DATA ENTRIES —
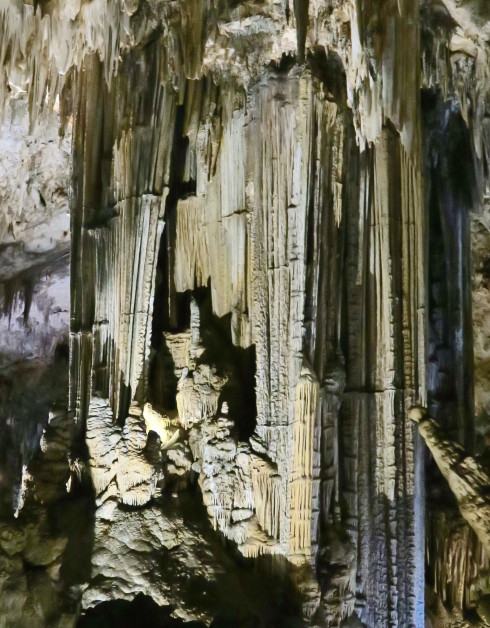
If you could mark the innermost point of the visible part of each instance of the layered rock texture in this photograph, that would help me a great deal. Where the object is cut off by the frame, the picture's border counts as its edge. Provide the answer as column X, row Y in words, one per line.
column 239, row 241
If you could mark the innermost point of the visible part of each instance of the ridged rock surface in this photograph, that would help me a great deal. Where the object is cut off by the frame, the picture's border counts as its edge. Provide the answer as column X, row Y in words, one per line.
column 278, row 228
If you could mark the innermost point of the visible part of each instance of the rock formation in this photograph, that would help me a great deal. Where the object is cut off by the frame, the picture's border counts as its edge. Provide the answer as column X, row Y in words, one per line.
column 273, row 218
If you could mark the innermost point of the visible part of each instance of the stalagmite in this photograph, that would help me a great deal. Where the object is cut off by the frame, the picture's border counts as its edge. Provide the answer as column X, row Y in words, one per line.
column 238, row 242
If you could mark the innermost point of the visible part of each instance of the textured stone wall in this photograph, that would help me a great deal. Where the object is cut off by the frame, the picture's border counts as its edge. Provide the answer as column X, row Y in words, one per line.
column 270, row 264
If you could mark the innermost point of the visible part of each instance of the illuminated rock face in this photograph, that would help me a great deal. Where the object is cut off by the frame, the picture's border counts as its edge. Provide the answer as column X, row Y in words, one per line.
column 270, row 243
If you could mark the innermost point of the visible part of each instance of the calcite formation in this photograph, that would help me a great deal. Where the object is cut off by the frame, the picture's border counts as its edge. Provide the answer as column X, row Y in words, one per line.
column 274, row 221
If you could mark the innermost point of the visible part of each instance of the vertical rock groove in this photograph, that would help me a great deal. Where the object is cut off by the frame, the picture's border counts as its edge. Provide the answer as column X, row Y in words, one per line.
column 278, row 231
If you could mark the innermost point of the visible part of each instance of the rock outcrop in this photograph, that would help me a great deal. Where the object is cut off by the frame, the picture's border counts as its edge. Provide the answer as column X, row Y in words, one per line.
column 266, row 206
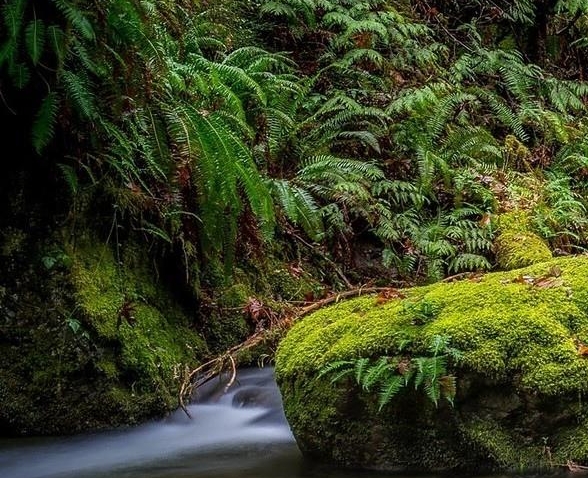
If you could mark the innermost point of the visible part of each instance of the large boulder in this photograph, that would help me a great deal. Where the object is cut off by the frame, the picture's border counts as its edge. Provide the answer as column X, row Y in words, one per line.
column 521, row 379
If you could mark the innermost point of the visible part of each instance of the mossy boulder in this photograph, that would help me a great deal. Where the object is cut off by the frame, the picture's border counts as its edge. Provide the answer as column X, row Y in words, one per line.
column 516, row 245
column 89, row 339
column 521, row 381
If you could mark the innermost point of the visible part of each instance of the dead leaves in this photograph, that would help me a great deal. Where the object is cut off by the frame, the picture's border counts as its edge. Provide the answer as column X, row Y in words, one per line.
column 581, row 348
column 548, row 281
column 388, row 294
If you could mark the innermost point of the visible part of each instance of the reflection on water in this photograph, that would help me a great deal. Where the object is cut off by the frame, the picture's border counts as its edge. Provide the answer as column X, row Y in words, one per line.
column 240, row 434
column 229, row 434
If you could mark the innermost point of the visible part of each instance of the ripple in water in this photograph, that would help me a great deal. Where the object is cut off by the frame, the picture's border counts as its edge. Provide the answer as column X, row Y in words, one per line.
column 229, row 434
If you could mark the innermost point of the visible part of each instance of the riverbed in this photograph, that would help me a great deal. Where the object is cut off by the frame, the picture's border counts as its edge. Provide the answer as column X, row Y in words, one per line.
column 242, row 433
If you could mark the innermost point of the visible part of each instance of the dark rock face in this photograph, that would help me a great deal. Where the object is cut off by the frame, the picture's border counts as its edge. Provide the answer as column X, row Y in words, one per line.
column 520, row 381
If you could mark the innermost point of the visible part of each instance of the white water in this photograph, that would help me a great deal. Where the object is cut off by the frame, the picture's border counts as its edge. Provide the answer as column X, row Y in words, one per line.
column 229, row 433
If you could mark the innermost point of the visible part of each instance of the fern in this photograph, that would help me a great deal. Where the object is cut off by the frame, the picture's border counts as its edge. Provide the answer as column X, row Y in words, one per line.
column 43, row 128
column 77, row 18
column 35, row 38
column 427, row 372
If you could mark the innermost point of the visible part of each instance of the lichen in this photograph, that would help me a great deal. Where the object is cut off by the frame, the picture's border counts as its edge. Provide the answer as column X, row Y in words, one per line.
column 516, row 245
column 95, row 344
column 519, row 332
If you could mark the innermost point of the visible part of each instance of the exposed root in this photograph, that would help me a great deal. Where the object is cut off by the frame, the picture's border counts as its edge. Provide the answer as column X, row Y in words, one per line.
column 208, row 370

PROBLEM STATEMENT —
Reproduce, unchanged, the lines of the records above that run from the line holding "the rock formation" through the line holding "column 273, row 218", both of those lines included.

TASK RESULT —
If you could mark the innermost point of the visible part of each instance of the rock formation in this photograph, that would help me a great deal. Where the object is cut off by the frame, the picture's border counts as its edge. Provide the answer as column X, row Y in words, one per line.
column 273, row 218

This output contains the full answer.